/  Sürdürülebilir Kalkınma   /  Kentsel Dirençlilik Nedir?

Kentsel Dirençlilik Nedir?

Kentsel dirençlilik (urban resilience), küresel ölçekte artan iklim değişikliğinin etkileri (kuraklık, sıcak hava dalgaları, deniz seviyesinin yükselmesi), deprem, sel, kasırga gibi doğal afetler, ekonomik krizler, salgınlar ve sosyal eşitsizlikler gibi tehditlere karşı kentlerin ayakta kalabilme, uyum sağlama ve yeniden toparlanma kapasitesini açıklamaktadır.

Kentsel dirençlilik kavramı; altyapısı, sosyal yapıları, ekonomik faaliyetleri ve çevresel unsurlarıyla birlikte bir kentsel sistemin, ani gelişen yıkıcı tehditlere karşı hazırlıklı olmasını, temel işlevlerini sürdürebilmesini, bunlara uyum sağlayabilmesini, kayıpları en aza indirebilmesini ifade etmektedir. Ayrıca bunlara ilave olarak kentin bu süreçlerden ders çıkararak gelecekteki benzer durumlara daha iyi adapte olabilmesini ve bu olaylardan hızlı ve etkili bir şekilde toparlanma kapasitesini ifade etmektedir.

Dirençlilik sadece fiziksel altyapıyla (binalar, yollar vb.) ilgili değildir; aynı zamanda sosyal (toplumsal bağlar, sağlık hizmetleri), ekonomik (çeşitli iş kolları, yerel ekonomi) ve kurumsal (etkin yönetim, karar alma mekanizmaları) boyutları da kapsar. Temel amaç, kentte yaşayan insanların refahını ve güvenliğini her koşulda korumaktır.

* _Kısa görev A_: Kentsel dirençlilik metninde doğal afet örneği olarak anılan afetleri sıralayın.
* _Kısa görev B_: Kentsel dirençlilik metnindeki "Kentsel dirençlilik kavramı; altyapısı" sözleriyle başlayan paragrafı, ana bilgilerini koruyarak madde listesi hâlinde yeniden yazın.
Aşağıdaki listenin bu işte hiçbir rolü yoktur.

* _Toplanan veriler_:
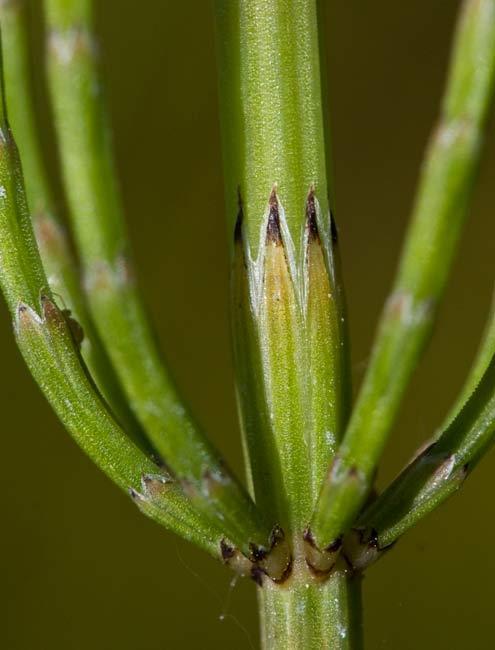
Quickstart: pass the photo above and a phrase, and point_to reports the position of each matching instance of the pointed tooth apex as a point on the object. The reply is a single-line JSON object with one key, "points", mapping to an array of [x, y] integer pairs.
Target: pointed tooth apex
{"points": [[227, 550], [320, 561], [273, 233], [238, 224], [333, 230], [311, 221]]}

* _Doğru cevap A_: Deprem, sel, kasırga

* _Doğru cevap B_:
Kentsel dirençlilik, altyapısı, sosyal yapıları, ekonomik faaliyetleri ve çevresel unsurlarıyla bir kentsel sistemin şunları yapabilmesini ifade eder:
- Ani gelişen yıkıcı tehditlere karşı hazırlıklı olmak
- Temel işlevlerini sürdürmek
- Bu tehditlere uyum sağlamak
- Kayıpları en aza indirmek
- Bu süreçlerden ders çıkararak gelecekteki benzer durumlara daha iyi adapte olmak
- Bu olaylardan hızlı ve etkili bir şekilde toparlanmak